Given exercise
In the records below, change every "shown above" to "pictured above" and leave everything else as it is. Leave the pictures out of your answer.

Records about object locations
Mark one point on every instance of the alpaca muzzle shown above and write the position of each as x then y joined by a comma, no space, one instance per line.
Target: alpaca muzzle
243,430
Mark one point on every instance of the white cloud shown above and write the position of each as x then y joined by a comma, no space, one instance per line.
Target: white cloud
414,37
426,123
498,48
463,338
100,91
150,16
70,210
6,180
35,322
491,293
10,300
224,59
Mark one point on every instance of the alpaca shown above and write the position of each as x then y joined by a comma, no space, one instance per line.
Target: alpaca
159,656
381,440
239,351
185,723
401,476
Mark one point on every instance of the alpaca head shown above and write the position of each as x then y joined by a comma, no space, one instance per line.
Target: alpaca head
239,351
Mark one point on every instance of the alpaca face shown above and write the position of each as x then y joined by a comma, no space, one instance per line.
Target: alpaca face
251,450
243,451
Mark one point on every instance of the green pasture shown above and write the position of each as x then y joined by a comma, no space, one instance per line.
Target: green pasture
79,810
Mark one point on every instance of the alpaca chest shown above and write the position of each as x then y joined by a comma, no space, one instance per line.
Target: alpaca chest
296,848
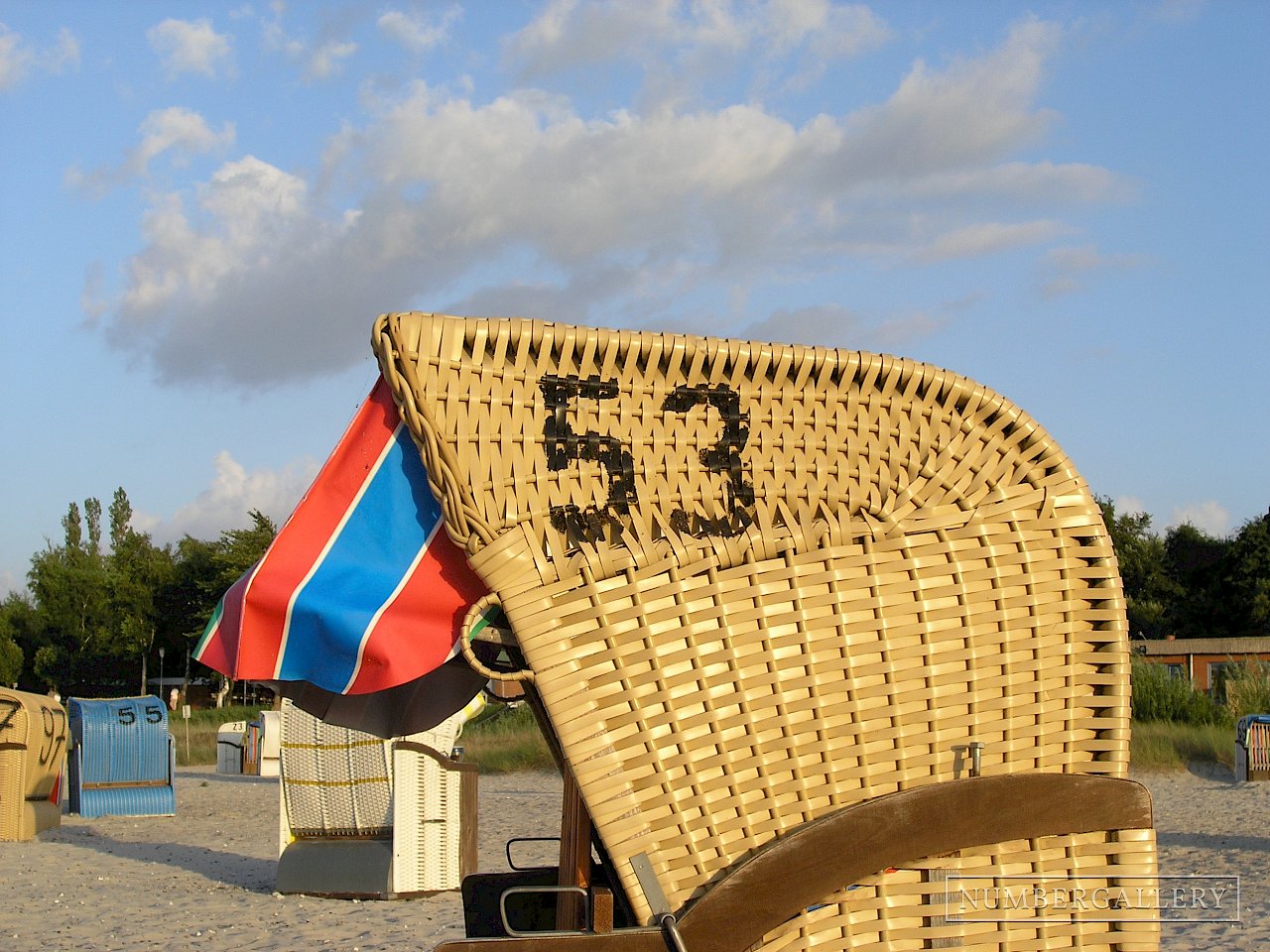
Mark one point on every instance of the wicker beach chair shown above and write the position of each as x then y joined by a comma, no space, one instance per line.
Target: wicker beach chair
821,636
370,816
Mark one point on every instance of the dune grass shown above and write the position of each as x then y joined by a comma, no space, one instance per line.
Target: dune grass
1162,746
203,724
504,740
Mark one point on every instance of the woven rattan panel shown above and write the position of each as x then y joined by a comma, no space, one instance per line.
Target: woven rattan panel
756,583
1086,892
335,780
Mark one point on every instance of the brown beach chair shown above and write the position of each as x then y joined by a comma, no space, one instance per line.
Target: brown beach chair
821,636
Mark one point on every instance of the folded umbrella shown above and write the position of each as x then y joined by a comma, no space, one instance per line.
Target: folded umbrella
356,608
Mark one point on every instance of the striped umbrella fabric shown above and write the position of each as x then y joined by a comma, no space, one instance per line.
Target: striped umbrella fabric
361,593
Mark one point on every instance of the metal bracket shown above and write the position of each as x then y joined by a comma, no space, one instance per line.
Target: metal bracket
662,915
515,890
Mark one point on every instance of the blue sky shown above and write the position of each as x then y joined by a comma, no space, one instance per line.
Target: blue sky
204,206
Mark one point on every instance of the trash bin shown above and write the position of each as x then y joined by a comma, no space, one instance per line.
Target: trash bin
229,747
32,752
122,758
372,817
1252,748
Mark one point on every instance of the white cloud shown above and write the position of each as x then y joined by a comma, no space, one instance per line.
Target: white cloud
234,493
190,46
18,59
180,131
570,35
318,60
988,238
833,325
1207,517
416,33
1067,270
621,217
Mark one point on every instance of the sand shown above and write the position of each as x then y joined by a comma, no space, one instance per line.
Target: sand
203,879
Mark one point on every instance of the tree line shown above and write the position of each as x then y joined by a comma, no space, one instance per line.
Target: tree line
103,602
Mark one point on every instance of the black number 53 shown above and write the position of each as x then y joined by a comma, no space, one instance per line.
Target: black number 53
564,447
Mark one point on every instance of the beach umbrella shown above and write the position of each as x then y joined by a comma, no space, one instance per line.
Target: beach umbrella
356,608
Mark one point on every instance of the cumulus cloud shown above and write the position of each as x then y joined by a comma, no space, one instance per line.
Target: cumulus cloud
177,131
318,59
697,44
833,325
232,494
18,58
417,33
1067,270
617,218
1207,516
190,46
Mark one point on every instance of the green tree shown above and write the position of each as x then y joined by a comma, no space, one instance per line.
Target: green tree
136,572
1147,588
1247,578
1196,562
16,617
70,590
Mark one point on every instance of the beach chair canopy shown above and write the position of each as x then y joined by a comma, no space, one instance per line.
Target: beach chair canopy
32,754
359,597
757,585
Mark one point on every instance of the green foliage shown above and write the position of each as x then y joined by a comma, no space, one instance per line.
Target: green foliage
16,624
1160,746
1157,696
1191,584
506,739
1247,688
1147,587
96,619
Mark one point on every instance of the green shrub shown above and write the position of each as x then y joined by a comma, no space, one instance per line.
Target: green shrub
1247,688
1157,696
197,747
1159,746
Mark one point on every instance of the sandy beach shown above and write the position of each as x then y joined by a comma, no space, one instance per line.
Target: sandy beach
204,878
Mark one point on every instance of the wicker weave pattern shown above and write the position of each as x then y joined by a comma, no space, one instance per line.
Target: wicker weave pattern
756,583
866,919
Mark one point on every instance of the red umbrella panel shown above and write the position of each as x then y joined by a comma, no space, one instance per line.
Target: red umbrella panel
357,607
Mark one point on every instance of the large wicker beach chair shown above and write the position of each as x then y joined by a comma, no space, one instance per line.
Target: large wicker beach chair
822,635
32,758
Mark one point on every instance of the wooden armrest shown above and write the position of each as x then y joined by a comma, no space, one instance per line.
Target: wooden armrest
449,765
801,869
798,870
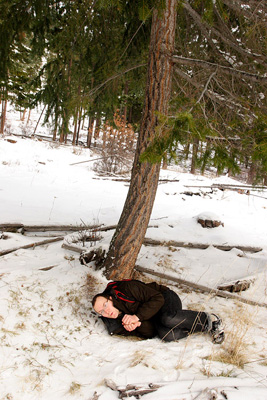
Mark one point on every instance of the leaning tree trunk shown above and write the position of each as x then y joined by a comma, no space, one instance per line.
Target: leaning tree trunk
129,235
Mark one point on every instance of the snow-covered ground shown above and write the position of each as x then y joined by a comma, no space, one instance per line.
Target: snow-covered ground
54,347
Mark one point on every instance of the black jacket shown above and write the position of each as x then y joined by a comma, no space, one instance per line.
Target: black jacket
141,299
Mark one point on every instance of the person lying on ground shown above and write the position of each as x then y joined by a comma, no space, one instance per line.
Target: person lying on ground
146,310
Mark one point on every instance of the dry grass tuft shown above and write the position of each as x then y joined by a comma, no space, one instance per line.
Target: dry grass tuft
234,350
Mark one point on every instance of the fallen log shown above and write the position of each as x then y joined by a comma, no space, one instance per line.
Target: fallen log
173,243
15,227
132,390
237,286
31,245
200,288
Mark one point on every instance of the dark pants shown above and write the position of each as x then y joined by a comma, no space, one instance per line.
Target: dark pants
174,323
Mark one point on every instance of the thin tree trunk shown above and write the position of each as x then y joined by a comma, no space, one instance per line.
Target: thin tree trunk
194,156
3,116
90,132
39,119
129,235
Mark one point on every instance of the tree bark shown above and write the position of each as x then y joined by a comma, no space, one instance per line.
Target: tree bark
129,235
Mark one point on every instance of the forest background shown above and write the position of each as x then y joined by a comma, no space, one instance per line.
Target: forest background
189,76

Correct output
Mark one point on every instance of the alpaca muzzle pictured above and write the position of each as x then y joined by a comma, no space, one instance per line.
Target: alpaca muzzle
243,430
Mark one point on every instance of the white cloud pictured above and write the position of each as x then y joined by a comma, no space, one instance per line.
Target: white cloud
414,37
426,123
498,48
463,338
100,91
150,16
70,210
6,180
35,322
491,293
10,300
224,59
Mark one point on every instance of the alpaca pictured above and write the position of each as x then y joined by a comma, no space, one instance per line.
Target: alpaca
159,656
381,440
239,351
185,723
401,476
Mark one point on every instance of the alpaca head pictured above and write the position of each as x then y joined by a comma, no space, one instance per line.
Target: alpaca head
239,351
Mark one point on every instance of the alpaca face pictured above and write the position of each as x then y joined by a comma, no space, one instance per line.
Target: alpaca face
251,450
243,451
Mark one point on every instance of the green pasture pictured above and write the position of each as x then y joined by a comma, no space, one instance per line.
Target: green pasture
79,810
Mark one point on every instance of the alpaca chest pictured above and write the position of each as x then y joined by a comma, no space, one instance per line.
Target: alpaca chest
296,848
Mark one point on every instance of the wicker beach chair pictured above and write the position of each as x then y joined by a comma, no space, one instance per line.
Target: wicker beach chair
821,636
370,816
Mark one point on every instance of the dune grass pictured above and write the position of each as x then y joined by a comma, no space, one instance per line.
Target: dune grass
1162,746
203,724
504,740
Mark one point on every instance of the woven rattan panel pictured above and write the position of each as x then y joined by a comma, no space, one instance per line.
Target: woven rattan panel
756,583
1086,892
335,780
Mark one point on every instance of the brown beach chair pictured above and write the position of each as x then y joined by a comma, no space, one instance per line.
Target: brown beach chair
821,636
Mark one point on every instance of the folded umbrella pictured above and write the position of each as x then y joined by a comma, no space, one instance per line.
Target: folded umbrella
356,608
Mark one point on every instance of the striped umbrella fabric pictured above and write the position of each as x then y joined by a comma, no space, one instance per line.
Target: striped umbrella fabric
361,593
Mark one point on every instance of the metal bracket pictured above and write the position of each as x then y joined by a comma, no space, one instance per line.
Target: metal bracket
662,915
515,890
Mark one point on every instance of the blue sky pictured above and write the position of each as x then y joined by a comma, no space, one instance per line.
Target: blue sky
204,206
Mark one point on every instance of the trash bin pictured above and write the position of each as x then y joined by a comma, no space, one instance per line.
Target: trash bin
229,747
32,752
122,758
372,817
1252,748
Mark one point on every instance of the white cloud pictured above and write the position of each as x then y joined by a comma, no space, one instance per line.
Target: white cloud
234,493
190,46
18,59
180,131
570,35
318,60
988,238
833,325
1207,517
416,33
1067,270
621,217
Mark one point on every instance of the sand pictured above and write the position of each as x then y joined by a comma, no space, one instance per line.
Target: sand
203,879
Mark one point on every instance of the tree line pictured above and write the position of each as x then y joined by a comma, no space, one instance per line.
Target: tree line
103,602
Mark one point on every instance of the black number 53 pictured above and write the position of each as x then y joined by a comma, no space, one instance per line.
Target: black number 53
564,447
Mark one point on every instance of the beach umbrella pictured above and write the position of each as x then y joined by a comma, no space, one instance per line.
Target: beach umbrella
356,608
Mark one point on every instance of the cumulus cloud pictured above and write the position of each as x then y joined by a comma, no space, one instance per line.
Target: cumulus cloud
177,131
318,59
697,44
833,325
232,494
18,58
417,33
1067,270
617,218
1207,516
190,46
Mark one point on every instance of the green tree pictured above and write the position of each as x then y joined by a comma, no space, one instance per line.
Target: green tree
136,572
1147,588
1247,578
1196,562
16,617
70,590
Mark one point on every instance of the beach chair canopy pictured above and write the position of each as x then y joined by a comma, no space, one instance per line.
Target: beach chair canopy
32,754
359,597
757,585
Mark one point on every instance of the green foliage pictured above and write the position of each as x then y joined by a comma, no space, one instance per line.
Target: green foliage
16,624
1160,746
1157,696
1191,584
506,739
1247,688
1147,587
96,619
Mark one point on every instance of the green shrub pictured above and write the position of each as x then y joined by a comma, no space, one instance per line.
Target: green shrub
1247,688
1157,696
197,747
1159,746
Mark one point on every instance of the sandy beach pictured above and write the position of each as x then y joined by a comma, no space, one instance per line.
Target: sandy beach
204,878
Mark one point on every instance of the wicker weave pattern pictured above and write the position of each as x then y joined by a comma, no space, one instance per line.
Target: wicker weave pattern
756,583
866,919
Mark one point on every instance of the red umbrella panel pictured above and write the position of each as x then y joined by a comma, no space, one instance per line.
Target: red umbrella panel
357,607
Mark one point on every instance of the large wicker beach chair pictured above and write the position of each as x then y joined by a comma, no space, one instance per line.
Target: large wicker beach chair
822,635
32,758
Mark one point on every instance of the wooden armrest pictured above and write the position of each as x then y joined by a comma, no space, one instance per line.
Target: wooden armrest
449,765
801,869
798,870
Mark one point on every instance of the leaning tree trunk pictured above and write the position of each as x then y joined by a comma, no space, one instance per line.
Target: leaning tree trunk
129,235
Mark one point on every instance of the snow-covered ground pictured above and write the position of each as x then y joined by a comma, no space, one instance per line.
Target: snow-covered ground
54,347
Mark one point on every instance of the black jacket pictured above and write the position of each as x then y joined by a comma, no space, one instance per line.
Target: black jacket
141,299
Mark one point on every instance of the person lying on ground pictured above and write the position of each as x then y joined by a comma, no space, one instance per line.
Target: person lying on ground
146,310
Mark one point on every instance of the dry grass tuft pictured above and write the position of each as x then y joined by a comma, no space, one instance per line.
Target: dry grass tuft
234,350
Mark one point on every instance of the fallen log pictured above and write the position of each as x then y joined by a comma, no space, one instance per line.
Target: fallen log
173,243
15,227
132,390
237,286
31,245
200,288
Mark one point on every instance of the dark pants pictured above and write the position of each as x then y joined by a comma, no space, one instance per line.
Target: dark pants
174,323
Mark one point on every instance of the thin tree trunk pictured above and write the position of each as x then y joined by a comma, no space, one instance per line.
Target: thin tree trunk
194,156
3,116
90,132
39,119
129,235
Mark one point on every instance of the tree bark pictured above and write the position of each as x then y joined by a comma, no space, one instance per line.
Target: tree bark
129,235
Mark one point on every instance of the forest background pictured above and write the position of each as x then y joined by a comma, no space, one instance per line.
Target: forest background
189,76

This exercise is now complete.